● **What the task asks**:
From the passage on the SAS SELECT-WHEN statement, reproduce the portion starting at "The SELECT-WHEN statement is" and ending at "or default actions.", word for word.

** Opening Page excerpt block **

Of course, you can handle more cases by using multiple ELSE IF statements. I have seen SAS programs that contain contains dozens of ELSE clauses. Sometimes a long sequence of IF-THEN/ELSE statements is necessary, such as when you are testing complex logical conditions.

Flow chart diagram for a switch statement (SELECT statement)

An alternative control statement in SAS is the SELECT-WHEN statement. The SELECT-WHEN statement (sometimes simply called the SELECT statement) enables you to conditionally execute statements based on the value of a single categorical variable. Usually the variable can have three or more valid values that you want to handle.

The following example uses the Sashelp.Heart data set, which contains data for 5,167 patients in a medical study. The Smoking_Status variable is a categorical variable that encodes the average number of cigarettes that each patient smokes per day. The following DATA step view implements a recoding scheme, which is sometimes the easiest way to force levels of a nominal variable to appear in a natural order during a SAS analysis.

/* example of using the SELECT statement */
data Heart / view=Heart;
set sashelp.heart;
select (Smoking_Status);
   when ('Non-smoker')        Smoking_Cat=1;
   when ('Light (1-5)')       Smoking_Cat=2;
   when ('Moderate (6-15)')   Smoking_Cat=3;
   when ('Heavy (16-25)')     Smoking_Cat=4;
   when ('Very Heavy (> 25)') Smoking_Cat=5;
   otherwise                  Smoking_Cat=.;
end;
run;

The SELECT-WHEN statement is easy to read. You specify the name of a variable on the SELECT statement. You then list a sequence of WHEN statements. Each WHEN statement specifies a particular value for the variable. If the variable has that value, the program conditionally executes a statement, which in this example assigns a value to the Smoking_Cat variable.

Notice that you can use the OTHERWISE keyword to handle missing values, invalid data, or default actions.

** Closing Page excerpt block **
** Opening Exercise data block **

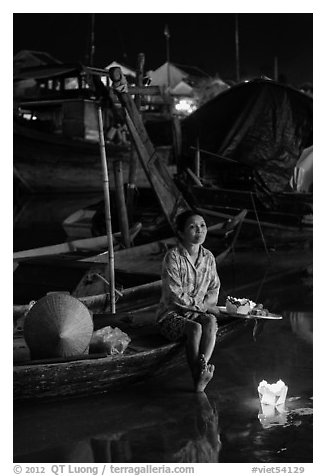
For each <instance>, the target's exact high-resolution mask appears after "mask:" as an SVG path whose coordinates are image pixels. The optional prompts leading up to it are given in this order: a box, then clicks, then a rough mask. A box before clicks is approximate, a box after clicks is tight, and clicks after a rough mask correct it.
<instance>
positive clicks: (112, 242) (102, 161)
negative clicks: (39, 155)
mask: <svg viewBox="0 0 326 476" xmlns="http://www.w3.org/2000/svg"><path fill="white" fill-rule="evenodd" d="M97 111H98V128H99V144H100V152H101V162H102V173H103V191H104V203H105V225H106V233H107V238H108V267H107V270H108V273H107V274H108V279H109V282H110V308H111V312H112V314H115V277H114V250H113V236H112V224H111V206H110V186H109V174H108V166H107V161H106V152H105V141H104V133H103V118H102V109H101V106H98V110H97Z"/></svg>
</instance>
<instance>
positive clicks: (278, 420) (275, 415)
mask: <svg viewBox="0 0 326 476" xmlns="http://www.w3.org/2000/svg"><path fill="white" fill-rule="evenodd" d="M258 420H259V421H260V423H261V425H262V426H263V427H264V428H271V427H273V426H284V425H286V423H287V412H286V410H285V408H284V403H283V404H280V405H278V406H277V407H275V406H273V405H264V404H262V405H261V412H259V413H258Z"/></svg>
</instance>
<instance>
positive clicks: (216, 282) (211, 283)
mask: <svg viewBox="0 0 326 476" xmlns="http://www.w3.org/2000/svg"><path fill="white" fill-rule="evenodd" d="M210 270H211V271H210V283H209V285H208V288H207V293H206V296H205V297H204V303H205V304H206V305H207V306H208V307H212V306H213V307H214V308H216V304H217V300H218V295H219V292H220V287H221V282H220V278H219V275H218V274H217V270H216V261H215V258H214V257H213V256H212V261H211V263H210Z"/></svg>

** Closing Exercise data block **

● **Answer for this exercise**:
The SELECT-WHEN statement is easy to read. You specify the name of a variable on the SELECT statement. You then list a sequence of WHEN statements. Each WHEN statement specifies a particular value for the variable. If the variable has that value, the program conditionally executes a statement, which in this example assigns a value to the Smoking_Cat variable.

Notice that you can use the OTHERWISE keyword to handle missing values, invalid data, or default actions.